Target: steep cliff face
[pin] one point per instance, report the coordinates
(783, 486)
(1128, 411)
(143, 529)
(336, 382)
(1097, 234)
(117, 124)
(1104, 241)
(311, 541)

· · · ·

Write out all records exactly, keeping every detail.

Target: steep cliff face
[pin] one point per instance, report the coordinates
(783, 486)
(1128, 411)
(143, 529)
(336, 382)
(1097, 234)
(117, 124)
(1104, 241)
(311, 541)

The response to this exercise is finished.